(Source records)
○ ○ ○
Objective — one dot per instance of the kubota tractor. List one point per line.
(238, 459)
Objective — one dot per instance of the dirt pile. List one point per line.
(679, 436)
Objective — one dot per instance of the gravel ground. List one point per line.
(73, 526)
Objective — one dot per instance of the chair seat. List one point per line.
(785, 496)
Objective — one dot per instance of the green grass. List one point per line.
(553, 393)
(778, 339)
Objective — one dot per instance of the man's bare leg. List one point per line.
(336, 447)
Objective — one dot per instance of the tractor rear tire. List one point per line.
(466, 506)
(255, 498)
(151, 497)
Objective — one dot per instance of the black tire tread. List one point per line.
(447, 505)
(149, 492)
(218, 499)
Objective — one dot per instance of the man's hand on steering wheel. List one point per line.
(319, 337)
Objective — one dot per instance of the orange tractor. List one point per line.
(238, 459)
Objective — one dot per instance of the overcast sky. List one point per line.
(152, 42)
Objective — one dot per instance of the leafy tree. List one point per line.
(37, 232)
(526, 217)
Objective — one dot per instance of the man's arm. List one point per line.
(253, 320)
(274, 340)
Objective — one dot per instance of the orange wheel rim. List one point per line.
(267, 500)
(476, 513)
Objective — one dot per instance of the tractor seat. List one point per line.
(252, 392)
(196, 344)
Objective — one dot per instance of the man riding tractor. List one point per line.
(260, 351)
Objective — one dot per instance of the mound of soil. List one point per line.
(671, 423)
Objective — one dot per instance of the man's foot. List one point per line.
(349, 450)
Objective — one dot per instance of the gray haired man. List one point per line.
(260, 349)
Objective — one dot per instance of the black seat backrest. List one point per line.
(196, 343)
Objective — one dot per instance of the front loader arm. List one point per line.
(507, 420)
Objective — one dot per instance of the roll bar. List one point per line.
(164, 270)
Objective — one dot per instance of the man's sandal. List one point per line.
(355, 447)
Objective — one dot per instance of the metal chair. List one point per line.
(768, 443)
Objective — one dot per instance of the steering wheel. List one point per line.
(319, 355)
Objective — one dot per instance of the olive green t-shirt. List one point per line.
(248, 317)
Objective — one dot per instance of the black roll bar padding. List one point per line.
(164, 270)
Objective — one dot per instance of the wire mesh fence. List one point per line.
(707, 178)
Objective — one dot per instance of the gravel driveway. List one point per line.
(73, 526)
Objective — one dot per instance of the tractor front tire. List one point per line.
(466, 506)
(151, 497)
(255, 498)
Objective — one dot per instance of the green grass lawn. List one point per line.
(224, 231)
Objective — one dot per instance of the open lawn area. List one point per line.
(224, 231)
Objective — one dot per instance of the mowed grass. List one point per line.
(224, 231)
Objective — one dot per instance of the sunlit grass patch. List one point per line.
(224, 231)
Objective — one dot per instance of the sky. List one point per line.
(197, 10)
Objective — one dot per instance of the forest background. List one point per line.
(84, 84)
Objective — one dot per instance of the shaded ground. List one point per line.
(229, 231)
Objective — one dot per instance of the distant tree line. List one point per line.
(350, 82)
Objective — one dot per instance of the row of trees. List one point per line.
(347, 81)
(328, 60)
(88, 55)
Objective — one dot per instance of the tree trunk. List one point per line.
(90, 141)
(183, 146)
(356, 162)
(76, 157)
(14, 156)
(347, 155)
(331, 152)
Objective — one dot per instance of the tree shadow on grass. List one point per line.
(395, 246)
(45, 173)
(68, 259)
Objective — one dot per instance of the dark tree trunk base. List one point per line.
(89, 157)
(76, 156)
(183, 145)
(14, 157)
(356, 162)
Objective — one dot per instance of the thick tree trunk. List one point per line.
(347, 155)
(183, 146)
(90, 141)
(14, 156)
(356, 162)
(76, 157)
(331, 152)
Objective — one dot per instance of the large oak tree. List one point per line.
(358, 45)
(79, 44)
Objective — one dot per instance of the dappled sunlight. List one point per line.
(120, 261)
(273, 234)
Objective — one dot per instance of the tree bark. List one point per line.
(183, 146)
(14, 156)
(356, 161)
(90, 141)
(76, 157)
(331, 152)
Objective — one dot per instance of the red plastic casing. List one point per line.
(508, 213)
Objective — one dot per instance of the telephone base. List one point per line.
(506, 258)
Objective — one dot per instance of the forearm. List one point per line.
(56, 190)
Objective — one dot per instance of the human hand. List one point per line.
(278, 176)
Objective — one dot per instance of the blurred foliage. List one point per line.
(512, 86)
○ ○ ○
Line by line, copy the data above.

Objective — one dot per instance of the kubota tractor. List one point per line.
(238, 459)
Objective — one dot per instance of the dirt pile. List one point per line.
(679, 436)
Objective — one dot per instance of the gravel ground. List one point per line.
(73, 526)
Objective — one dot per instance of the chair seat. List one point per line.
(785, 496)
Objective — one dot per instance of the green grass. List one point per line.
(553, 393)
(778, 339)
Objective — one dot per instance of the man's bare leg. List one point per line.
(336, 447)
Objective — one dot per instance of the tractor rear tire. List one point per line.
(466, 506)
(255, 498)
(151, 497)
Objective — one dot per instance of the black tire tread. List one point per line.
(447, 505)
(149, 492)
(218, 499)
Objective — one dot per instance of the man's hand on steering wheel. List one point per line.
(319, 337)
Objective — one dot per instance of the orange tractor. List one point per line.
(238, 459)
Objective — one dot per instance of the overcast sky. List one point per line.
(152, 42)
Objective — one dot per instance of the leafy tree. List one point per line.
(37, 232)
(526, 217)
Objective — one dot per instance of the man's arm. List one point per line.
(253, 320)
(274, 340)
Objective — one dot per instance of the orange wheel rim. List one point per line.
(267, 500)
(476, 513)
Objective — one dot per instance of the tractor seat. List one point per line.
(252, 392)
(196, 344)
Objective — one dot per instance of the man riding tractor. List one point per line.
(260, 351)
Objective — one dot per instance of the mound of soil. List one point per line.
(671, 423)
Objective — one dot per instance of the man's foot. List one point per line.
(349, 450)
Objective — one dot per instance of the gray haired man. List one point per line.
(260, 349)
Objective — one dot per instance of the black seat backrest. List one point per line.
(196, 343)
Objective — one dot per instance of the front loader arm. List one point per line.
(507, 420)
Objective — one dot per instance of the roll bar. List one point per line.
(164, 270)
Objective — one dot per instance of the man's sandal. List one point per line.
(355, 447)
Objective — one dot per instance of the metal chair. List one point per line.
(768, 443)
Objective — one dot per instance of the steering wheel. List one point per line.
(319, 355)
Objective — one dot per instance of the olive green t-shirt. List one point per line.
(248, 317)
Objective — one dot per instance of the black roll bar padding. List one point per line.
(164, 270)
Objective — one dot per instance of the wire mesh fence. List one point per line.
(707, 178)
Objective — one dot per instance of the gravel driveway. List one point per line.
(73, 526)
Objective — one dot per instance of the tractor front tire. List one point per line.
(466, 506)
(151, 497)
(255, 498)
Objective — one dot per instance of the green grass lawn. List one point per line.
(224, 231)
Objective — one dot per instance of the open lawn area. List one point per line.
(224, 231)
Objective — one dot per instance of the mowed grass. List one point per line.
(224, 231)
Objective — one dot per instance of the sunlit grass patch. List one point per line.
(224, 231)
Objective — one dot per instance of the sky. List one point per line.
(197, 10)
Objective — one dot per instance of the forest background. List one point per line.
(84, 84)
Objective — one dot per instance of the shaded ground. List one point per line.
(229, 231)
Objective — one dot per instance of the distant tree line. List one point per line.
(350, 82)
Objective — one dot per instance of the row of trees. List one point per line.
(347, 81)
(328, 60)
(88, 55)
Objective — one dot per instance of the tree trunk. List one point per line.
(90, 141)
(183, 146)
(356, 162)
(76, 157)
(14, 156)
(347, 155)
(331, 152)
Objective — one dot per instance of the tree shadow on grass. List one point per line.
(395, 246)
(45, 173)
(68, 259)
Objective — one dot per instance of the dark tree trunk base. List one point per line.
(89, 157)
(76, 156)
(183, 145)
(14, 157)
(356, 162)
Objective — one dot per instance of the thick tree trunk. List one point per line.
(347, 155)
(183, 146)
(90, 141)
(14, 156)
(356, 162)
(76, 157)
(331, 152)
Objective — one dot per instance of the large oak tree. List one point per line.
(358, 45)
(79, 44)
Objective — one dot per instance of the dappled sunlight. List one point per line.
(120, 261)
(273, 234)
Objective — one dot per instance of the tree bark. List one point per line.
(183, 146)
(14, 156)
(356, 161)
(90, 141)
(76, 157)
(331, 152)
Objective — one dot per instance of the red plastic casing. List one point per line.
(508, 213)
Objective — one dot per instance of the telephone base. List one point per line.
(506, 258)
Objective — one dot per instance of the forearm. List one point per line.
(56, 190)
Objective — one dot per instance of the human hand. List one point per line.
(278, 176)
Objective — one dot per instance of the blurred foliage. List one point per line.
(512, 86)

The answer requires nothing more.